* [The task]
List every place from which a fuel sample was taken, according to the accident report below.

* [Source]
════
NTSB investigators either traveled in support of this investigation or conducted a significant amount of investigative work without any travel, and used data obtained from various sources to prepare this aircraft accident report.
During a forced landing the airplane stalled and impacted trees and terrain. Witnesses to the accident reported that the engine was running rough and intermittently prior to the accident. A global positioning system (GPS) receiver was recovered at the accident site and its track data was downloaded. The recovered GPS data showed the airplane's ground speed was between 73.7 - 79.8 mph during the last 10 seconds of data. The stall speed for the accident airplane with flaps retracted is 70 mph. Post-accident fuel samples taken from the fuel strainer and both electric fuel pumps were contaminated with water and particulate. Both electric fuel pumps contained rust, water, and particulate. The carburetor float bowl and accelerator pump-well were contaminated with fine particulate resembling silicon sand. The same fine particulate was observed in the carburetor idle tube passage and nozzle well. Fuel samples taken from the right main fuel cell and fuel selector were clear of debris and water. A fuel sample obtained from the departure airport was clear of debris and water. The accident airplane had been operated approximately 164 hours in the last 35 years, 47 hours in the last 15 years, 35 hours in the last 5 years, and 35 hours in the last year. According to Federal Aviation Regulations (FAR), the pilot-in-command is required to complete an aircraft preflight inspection in order to determine if the aircraft is in an airworthy condition. According to FAA AC 20-43C, "Fuel having a 'cloudy' appearance or definitely 'offcolor' should be suspected of contamination or deterioration and should not be used." According to Airplane Flying Handbook, "Significant and/or consistent water or sediment contamination are grounds for further investigation by qualified maintenance personnel. Each fuel tank sump should be drained during preflight and after refueling."
════
* [Extracted records]
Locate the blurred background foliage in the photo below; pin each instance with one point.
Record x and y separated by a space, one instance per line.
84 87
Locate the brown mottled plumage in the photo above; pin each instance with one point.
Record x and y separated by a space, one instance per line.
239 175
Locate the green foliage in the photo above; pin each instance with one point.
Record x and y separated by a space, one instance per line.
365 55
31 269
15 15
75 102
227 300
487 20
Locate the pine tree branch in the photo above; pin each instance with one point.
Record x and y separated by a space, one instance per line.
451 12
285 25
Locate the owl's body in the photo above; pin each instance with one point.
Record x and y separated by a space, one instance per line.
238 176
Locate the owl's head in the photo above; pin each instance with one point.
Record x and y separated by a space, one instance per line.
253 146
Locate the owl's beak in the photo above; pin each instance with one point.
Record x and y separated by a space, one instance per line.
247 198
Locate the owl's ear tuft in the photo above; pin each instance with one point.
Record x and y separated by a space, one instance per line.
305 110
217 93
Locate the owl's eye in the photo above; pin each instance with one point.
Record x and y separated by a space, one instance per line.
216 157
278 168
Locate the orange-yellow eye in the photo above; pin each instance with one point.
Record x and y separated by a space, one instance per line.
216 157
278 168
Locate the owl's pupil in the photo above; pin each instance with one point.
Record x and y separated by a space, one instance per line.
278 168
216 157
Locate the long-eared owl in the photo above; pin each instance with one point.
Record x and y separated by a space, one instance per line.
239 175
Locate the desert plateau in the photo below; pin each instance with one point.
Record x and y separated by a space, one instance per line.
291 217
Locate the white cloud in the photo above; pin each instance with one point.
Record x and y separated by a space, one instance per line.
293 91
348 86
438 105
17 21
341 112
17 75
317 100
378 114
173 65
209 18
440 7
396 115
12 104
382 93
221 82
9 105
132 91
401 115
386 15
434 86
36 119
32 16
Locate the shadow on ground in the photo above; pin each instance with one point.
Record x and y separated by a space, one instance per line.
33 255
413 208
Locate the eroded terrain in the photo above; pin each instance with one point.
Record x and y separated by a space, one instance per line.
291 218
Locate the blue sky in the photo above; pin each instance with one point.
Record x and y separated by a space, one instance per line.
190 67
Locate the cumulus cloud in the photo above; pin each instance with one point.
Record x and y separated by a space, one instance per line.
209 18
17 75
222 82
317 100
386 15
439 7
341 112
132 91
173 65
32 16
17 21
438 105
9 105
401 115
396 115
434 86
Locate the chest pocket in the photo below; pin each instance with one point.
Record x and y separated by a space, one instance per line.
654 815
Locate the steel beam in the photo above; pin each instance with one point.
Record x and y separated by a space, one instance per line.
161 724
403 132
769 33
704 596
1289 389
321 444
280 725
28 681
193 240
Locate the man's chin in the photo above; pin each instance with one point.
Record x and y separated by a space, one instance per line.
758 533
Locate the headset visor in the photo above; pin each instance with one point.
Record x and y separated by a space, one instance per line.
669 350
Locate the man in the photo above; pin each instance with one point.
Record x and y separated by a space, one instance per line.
════
* [Final result]
- The fuel strainer
- Both electric fuel pumps
- The right main fuel cell
- The fuel selector
- The departure airport